But for most homebuyers, a conforming loan is one of the best  — and most common — mortgage types. And while you might not have heard of a conforming loan, many of you have already used one without even knowing it.

Let’s discuss what a conforming loan actually is, how to qualify for one and the advantages and disadvantages of using one.


Key insights

  • Conforming loans meet lending guidelines from the FHFA, Fannie Mae and Freddie Mac.
  • Conforming loans have a maximum loan limit.
  • Conforming loans typically offer lower rates and fees than other mortgage types.

What is a conforming loan?

A conforming loan is a mortgage that meets the guidelines set by the Federal National Mortgage Association (Fannie Mae) and the Federal Home Loan Mortgage Corporation (Freddie Mac). If a mortgage meets these guidelines, it can be purchased by Fannie and Freddie and then sold to investors. These guidelines include a maximum loan amount and minimum borrower requirements.

[Labeled-object pointing lines]

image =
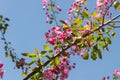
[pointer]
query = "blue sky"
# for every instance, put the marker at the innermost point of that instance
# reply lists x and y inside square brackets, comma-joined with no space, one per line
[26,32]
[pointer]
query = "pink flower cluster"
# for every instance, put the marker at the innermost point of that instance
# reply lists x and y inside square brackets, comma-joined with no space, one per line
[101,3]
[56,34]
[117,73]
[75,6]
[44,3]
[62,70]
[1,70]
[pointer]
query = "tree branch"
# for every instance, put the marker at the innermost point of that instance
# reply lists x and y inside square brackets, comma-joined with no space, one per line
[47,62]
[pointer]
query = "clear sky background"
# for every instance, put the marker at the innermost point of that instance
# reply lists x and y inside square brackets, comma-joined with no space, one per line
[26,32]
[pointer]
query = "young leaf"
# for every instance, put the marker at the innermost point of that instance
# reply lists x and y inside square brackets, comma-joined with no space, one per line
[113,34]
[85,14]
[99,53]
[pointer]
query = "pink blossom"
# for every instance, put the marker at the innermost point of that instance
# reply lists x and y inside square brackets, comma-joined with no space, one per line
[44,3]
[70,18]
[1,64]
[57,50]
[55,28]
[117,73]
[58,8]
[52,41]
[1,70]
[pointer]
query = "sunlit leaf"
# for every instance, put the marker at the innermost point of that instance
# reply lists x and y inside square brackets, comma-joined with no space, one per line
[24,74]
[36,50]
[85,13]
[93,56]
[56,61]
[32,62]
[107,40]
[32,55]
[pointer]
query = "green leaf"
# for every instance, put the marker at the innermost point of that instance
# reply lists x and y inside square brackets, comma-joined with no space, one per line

* Directives *
1/ Decide whether each statement agrees with the conforming loan text, answering yes or no and quoting the words from the text that settle it. (a) Conforming loans have a maximum loan limit. (b) Conforming loans usually carry higher rates than other mortgage types. (c) A mortgage that meets the guidelines can be bought by Fannie and Freddie and then sold to investors.
2/ List every organization named in the conforming loan text, giving the full name alongside the short name wherever the text supplies both.

* Answers for this exercise *
1/
(a) Yes: "Conforming loans have a maximum loan limit."
(b) No: "Conforming loans typically offer lower rates and fees than other mortgage types."
(c) Yes: "it can be purchased by Fannie and Freddie and then sold to investors."

2/
- FHFA
- Federal National Mortgage Association (Fannie Mae)
- Federal Home Loan Mortgage Corporation (Freddie Mac)